** Problem to solve **
Please filter the data below down to the lines holding the string "correct".

** Records supplied **

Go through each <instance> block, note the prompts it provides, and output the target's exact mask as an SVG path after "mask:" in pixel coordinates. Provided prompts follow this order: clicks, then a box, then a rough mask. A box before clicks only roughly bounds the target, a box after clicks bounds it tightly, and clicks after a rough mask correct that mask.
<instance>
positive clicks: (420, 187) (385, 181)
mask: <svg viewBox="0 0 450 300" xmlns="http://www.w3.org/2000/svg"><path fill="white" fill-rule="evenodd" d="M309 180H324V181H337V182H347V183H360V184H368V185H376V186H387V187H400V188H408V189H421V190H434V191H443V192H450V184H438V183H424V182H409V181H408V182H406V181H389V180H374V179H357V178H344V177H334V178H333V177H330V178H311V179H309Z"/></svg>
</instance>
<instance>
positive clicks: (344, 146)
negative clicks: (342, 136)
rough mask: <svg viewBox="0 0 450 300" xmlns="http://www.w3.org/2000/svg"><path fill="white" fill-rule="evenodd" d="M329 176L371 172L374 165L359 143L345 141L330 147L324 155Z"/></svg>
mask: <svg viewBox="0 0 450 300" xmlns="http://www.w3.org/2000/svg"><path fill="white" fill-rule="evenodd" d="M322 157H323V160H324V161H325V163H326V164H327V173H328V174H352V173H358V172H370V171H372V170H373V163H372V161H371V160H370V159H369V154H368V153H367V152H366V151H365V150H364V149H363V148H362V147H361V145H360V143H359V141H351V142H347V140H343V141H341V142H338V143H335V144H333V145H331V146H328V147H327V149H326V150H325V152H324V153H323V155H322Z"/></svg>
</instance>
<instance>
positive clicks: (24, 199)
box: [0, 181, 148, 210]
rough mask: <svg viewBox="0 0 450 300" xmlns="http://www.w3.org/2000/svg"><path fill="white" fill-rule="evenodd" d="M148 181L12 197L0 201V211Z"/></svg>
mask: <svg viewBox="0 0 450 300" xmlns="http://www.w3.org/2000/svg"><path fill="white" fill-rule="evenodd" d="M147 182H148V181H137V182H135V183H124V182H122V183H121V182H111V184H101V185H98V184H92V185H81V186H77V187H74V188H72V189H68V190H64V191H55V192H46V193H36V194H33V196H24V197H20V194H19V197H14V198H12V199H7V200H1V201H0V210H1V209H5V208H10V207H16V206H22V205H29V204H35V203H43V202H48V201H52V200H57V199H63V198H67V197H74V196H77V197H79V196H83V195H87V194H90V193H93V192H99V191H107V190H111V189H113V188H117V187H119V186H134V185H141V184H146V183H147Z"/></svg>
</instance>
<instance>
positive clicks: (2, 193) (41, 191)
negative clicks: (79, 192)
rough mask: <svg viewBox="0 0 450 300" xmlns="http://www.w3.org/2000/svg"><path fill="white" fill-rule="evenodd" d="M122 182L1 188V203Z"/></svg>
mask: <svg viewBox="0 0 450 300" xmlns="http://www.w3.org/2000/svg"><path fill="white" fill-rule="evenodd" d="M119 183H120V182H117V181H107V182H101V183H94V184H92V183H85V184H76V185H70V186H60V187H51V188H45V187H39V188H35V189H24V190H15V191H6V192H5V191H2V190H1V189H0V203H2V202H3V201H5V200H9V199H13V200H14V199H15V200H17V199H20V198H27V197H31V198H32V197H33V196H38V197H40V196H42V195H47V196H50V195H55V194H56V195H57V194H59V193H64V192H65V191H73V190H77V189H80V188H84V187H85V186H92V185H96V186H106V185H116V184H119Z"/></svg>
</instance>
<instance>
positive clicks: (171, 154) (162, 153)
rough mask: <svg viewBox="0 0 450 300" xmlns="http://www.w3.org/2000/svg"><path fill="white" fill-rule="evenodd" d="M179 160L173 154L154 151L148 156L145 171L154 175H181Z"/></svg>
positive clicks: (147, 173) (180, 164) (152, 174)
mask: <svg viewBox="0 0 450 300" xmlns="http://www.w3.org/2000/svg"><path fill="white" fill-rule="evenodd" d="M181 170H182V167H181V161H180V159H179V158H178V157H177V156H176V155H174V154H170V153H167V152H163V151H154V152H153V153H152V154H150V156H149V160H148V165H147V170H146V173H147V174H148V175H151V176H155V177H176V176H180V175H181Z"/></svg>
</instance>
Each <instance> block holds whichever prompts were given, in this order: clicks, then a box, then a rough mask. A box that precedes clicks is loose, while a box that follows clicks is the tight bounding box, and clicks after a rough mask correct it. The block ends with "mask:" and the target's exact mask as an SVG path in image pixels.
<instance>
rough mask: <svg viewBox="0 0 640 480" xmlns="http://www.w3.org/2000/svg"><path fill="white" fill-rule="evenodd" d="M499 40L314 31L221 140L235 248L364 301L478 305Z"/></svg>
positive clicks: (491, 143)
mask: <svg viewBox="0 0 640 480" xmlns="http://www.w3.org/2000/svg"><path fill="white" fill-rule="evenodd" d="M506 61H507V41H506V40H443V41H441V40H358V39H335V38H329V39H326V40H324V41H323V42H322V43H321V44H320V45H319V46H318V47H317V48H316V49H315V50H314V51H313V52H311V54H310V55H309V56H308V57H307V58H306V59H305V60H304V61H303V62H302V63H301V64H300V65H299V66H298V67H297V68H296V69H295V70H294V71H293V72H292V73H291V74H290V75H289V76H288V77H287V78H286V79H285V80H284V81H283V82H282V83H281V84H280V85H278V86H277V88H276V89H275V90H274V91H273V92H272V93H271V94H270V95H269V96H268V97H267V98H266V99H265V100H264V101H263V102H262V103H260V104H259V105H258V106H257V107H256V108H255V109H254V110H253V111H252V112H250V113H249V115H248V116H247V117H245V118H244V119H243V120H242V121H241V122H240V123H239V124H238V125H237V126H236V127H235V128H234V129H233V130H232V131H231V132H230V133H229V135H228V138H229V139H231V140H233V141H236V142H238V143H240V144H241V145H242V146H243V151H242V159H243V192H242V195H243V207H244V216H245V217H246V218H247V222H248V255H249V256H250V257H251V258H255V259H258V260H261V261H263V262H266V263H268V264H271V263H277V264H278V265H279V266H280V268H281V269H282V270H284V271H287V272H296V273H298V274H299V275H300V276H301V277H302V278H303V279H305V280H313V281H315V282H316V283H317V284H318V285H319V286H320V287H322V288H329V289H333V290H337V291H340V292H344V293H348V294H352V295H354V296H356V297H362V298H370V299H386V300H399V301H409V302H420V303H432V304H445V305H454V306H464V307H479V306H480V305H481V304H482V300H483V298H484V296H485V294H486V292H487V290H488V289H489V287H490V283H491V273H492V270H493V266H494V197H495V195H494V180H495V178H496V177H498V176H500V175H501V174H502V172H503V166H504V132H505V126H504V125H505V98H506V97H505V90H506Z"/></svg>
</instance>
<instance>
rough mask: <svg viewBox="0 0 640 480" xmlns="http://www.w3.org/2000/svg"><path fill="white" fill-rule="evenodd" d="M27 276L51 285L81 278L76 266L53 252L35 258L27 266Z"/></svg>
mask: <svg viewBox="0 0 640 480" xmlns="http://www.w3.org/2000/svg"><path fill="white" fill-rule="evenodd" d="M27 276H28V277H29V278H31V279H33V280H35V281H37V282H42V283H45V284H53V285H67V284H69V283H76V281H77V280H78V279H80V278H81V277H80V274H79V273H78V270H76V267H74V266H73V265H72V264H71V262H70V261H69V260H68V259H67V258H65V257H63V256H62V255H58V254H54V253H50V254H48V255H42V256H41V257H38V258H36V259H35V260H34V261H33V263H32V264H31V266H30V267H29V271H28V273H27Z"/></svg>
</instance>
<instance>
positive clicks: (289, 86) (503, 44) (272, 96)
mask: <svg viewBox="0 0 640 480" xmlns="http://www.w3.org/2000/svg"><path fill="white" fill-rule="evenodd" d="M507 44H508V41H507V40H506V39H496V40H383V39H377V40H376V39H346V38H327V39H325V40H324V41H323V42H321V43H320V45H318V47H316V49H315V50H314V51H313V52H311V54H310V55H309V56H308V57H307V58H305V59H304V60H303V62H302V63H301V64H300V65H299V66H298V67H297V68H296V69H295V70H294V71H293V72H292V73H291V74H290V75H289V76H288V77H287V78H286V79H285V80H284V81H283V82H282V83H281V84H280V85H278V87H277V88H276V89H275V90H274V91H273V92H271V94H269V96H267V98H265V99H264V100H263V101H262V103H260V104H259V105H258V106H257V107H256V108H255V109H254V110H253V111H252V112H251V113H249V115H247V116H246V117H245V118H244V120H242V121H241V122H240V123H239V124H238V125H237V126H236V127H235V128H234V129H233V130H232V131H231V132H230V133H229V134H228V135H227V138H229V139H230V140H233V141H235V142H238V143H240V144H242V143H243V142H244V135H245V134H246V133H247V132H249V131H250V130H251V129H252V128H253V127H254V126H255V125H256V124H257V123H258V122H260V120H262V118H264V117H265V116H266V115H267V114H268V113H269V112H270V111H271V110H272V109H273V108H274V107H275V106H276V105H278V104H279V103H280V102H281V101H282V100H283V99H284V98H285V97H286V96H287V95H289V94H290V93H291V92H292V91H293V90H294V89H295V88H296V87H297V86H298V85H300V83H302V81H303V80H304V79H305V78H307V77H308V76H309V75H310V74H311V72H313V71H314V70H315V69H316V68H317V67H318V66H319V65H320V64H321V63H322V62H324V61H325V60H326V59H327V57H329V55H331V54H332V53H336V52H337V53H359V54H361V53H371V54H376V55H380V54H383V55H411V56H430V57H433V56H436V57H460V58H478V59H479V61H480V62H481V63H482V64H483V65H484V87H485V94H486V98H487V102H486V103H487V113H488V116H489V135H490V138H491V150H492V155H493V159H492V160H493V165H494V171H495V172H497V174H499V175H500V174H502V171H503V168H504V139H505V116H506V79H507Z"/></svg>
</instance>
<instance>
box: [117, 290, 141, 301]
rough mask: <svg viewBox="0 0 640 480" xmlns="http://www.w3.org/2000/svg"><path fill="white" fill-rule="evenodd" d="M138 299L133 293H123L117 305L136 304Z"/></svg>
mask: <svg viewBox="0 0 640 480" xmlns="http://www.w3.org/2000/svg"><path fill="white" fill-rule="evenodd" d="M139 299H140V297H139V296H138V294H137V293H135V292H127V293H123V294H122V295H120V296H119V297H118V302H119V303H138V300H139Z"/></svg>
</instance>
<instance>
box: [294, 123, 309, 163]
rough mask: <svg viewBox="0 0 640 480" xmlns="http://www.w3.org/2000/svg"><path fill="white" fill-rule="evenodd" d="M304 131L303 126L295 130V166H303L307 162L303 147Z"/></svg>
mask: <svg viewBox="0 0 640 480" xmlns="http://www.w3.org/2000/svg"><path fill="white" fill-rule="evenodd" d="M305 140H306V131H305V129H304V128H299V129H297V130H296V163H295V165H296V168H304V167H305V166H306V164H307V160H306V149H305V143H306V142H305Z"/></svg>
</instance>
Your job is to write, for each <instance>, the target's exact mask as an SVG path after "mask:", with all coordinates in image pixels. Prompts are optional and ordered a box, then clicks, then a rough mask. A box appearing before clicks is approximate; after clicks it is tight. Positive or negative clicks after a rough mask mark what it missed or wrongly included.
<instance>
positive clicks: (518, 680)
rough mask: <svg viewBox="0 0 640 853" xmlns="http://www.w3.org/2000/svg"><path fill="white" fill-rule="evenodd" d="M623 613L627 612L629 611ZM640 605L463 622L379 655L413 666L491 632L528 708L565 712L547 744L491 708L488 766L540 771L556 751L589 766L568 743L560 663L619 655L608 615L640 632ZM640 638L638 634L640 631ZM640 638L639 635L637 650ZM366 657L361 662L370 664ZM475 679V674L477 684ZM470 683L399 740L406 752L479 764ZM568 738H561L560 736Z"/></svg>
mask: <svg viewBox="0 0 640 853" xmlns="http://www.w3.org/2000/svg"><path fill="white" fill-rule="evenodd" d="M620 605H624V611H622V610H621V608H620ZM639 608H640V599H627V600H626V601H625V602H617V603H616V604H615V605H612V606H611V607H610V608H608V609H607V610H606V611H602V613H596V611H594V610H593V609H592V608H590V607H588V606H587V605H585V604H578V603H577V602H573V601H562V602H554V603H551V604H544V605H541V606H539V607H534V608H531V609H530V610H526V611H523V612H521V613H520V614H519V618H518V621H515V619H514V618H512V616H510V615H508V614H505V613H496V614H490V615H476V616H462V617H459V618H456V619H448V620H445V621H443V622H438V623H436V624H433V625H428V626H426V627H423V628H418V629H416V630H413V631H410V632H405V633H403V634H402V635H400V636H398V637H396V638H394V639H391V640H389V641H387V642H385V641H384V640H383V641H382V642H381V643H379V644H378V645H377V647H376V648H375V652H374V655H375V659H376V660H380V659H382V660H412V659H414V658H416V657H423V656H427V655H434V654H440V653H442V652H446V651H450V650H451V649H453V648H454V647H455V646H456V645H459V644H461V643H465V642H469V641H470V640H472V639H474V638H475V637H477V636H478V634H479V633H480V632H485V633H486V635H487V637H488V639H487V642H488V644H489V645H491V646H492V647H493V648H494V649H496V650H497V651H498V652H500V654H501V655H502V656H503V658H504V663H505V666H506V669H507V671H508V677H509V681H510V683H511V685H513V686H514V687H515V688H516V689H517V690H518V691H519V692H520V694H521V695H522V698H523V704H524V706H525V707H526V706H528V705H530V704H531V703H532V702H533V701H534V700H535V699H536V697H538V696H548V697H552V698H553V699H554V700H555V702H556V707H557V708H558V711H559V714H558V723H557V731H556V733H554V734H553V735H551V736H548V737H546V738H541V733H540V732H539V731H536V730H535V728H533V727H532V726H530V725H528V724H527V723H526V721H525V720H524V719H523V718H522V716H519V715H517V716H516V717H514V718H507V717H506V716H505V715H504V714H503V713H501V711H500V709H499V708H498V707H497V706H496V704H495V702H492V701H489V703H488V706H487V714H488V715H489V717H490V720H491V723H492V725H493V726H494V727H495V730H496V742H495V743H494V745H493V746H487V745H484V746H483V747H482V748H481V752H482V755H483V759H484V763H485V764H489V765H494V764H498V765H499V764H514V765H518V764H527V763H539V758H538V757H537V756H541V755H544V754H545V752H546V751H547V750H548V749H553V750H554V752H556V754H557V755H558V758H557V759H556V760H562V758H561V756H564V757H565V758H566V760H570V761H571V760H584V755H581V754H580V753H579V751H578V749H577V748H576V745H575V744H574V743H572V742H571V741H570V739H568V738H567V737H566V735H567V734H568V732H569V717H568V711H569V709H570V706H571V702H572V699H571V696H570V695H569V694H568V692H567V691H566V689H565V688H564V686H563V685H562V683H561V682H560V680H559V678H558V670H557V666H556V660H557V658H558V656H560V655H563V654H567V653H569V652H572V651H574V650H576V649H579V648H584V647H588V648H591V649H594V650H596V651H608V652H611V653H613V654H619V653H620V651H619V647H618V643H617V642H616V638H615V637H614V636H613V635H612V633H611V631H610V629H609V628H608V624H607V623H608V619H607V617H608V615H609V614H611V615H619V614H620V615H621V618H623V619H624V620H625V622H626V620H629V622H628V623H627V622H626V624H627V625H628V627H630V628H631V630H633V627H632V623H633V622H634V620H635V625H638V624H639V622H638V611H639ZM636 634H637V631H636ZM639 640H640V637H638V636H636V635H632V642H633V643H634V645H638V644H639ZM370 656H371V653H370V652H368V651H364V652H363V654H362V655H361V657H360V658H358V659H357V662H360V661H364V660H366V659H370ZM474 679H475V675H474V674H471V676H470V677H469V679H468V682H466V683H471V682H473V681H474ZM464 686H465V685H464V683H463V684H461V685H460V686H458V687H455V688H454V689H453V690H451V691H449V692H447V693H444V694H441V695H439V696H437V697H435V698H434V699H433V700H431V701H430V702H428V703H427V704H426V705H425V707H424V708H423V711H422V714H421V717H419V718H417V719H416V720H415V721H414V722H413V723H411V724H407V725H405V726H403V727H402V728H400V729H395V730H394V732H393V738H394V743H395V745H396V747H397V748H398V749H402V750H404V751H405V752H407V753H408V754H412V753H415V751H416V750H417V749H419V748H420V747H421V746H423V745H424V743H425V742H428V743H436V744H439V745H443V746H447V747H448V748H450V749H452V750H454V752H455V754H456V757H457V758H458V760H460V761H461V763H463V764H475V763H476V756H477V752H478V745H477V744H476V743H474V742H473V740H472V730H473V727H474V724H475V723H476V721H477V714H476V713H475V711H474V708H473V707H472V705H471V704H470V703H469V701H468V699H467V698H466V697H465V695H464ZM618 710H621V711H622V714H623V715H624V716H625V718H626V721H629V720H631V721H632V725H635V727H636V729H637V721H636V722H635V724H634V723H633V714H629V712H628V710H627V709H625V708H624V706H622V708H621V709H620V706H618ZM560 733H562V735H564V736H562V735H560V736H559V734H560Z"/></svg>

** The completed task **
Go through each <instance> block, note the prompts it provides, and output the target's exact mask as an SVG path after "mask:" in pixel coordinates. Provided prompts follow this order: clicks, then a box, then a rough mask. A box before clicks only roughly bounds the target, a box after clicks bounds it tightly, and clicks after a rough mask correct that mask.
Each <instance> block holds whichever prompts were given, in this order: clicks, then a box, then a rough mask. A box that precedes clicks is loose, while a box that follows clicks is the tight bounding box, and clicks after a rough mask correct it. The block ends with "mask:" and the target's exact mask as an SVG path in image pixels.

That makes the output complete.